— start Text —
# Going to start sharking.



## bwise (Apr 8, 2012)

So reading all this stuff on here makes me want to try it. I live near perido key johnsons beach area. Ive caught a shark maybe a foot long from shore but wasnt even trying for shark and i was amazed, but i want to start actually trying for them so i am wondering the gear i would need to get line rod reel hooks sinkers everything its a lot to ask for but id appreciate it very much thanks guys.


----------



## penn 10/0 (Apr 7, 2011)
— end Text —
— start Extracted data —
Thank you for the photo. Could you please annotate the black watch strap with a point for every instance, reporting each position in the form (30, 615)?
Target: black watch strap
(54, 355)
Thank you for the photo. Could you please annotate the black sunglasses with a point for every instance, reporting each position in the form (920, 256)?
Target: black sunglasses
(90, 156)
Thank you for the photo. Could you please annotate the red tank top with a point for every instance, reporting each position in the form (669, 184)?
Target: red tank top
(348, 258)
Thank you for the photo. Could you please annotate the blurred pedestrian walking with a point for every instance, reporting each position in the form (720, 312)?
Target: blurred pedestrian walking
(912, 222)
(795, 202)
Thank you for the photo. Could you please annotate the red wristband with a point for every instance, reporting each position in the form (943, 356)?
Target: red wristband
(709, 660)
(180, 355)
— end Extracted data —
Directions for this task: Duplicate the part of the shark fishing thread from "So reading all" to "much thanks guys.". The records have no connection to the shark fishing thread.

Answer:
So reading all this stuff on here makes me want to try it. I live near perido key johnsons beach area. Ive caught a shark maybe a foot long from shore but wasnt even trying for shark and i was amazed, but i want to start actually trying for them so i am wondering the gear i would need to get line rod reel hooks sinkers everything its a lot to ask for but id appreciate it very much thanks guys.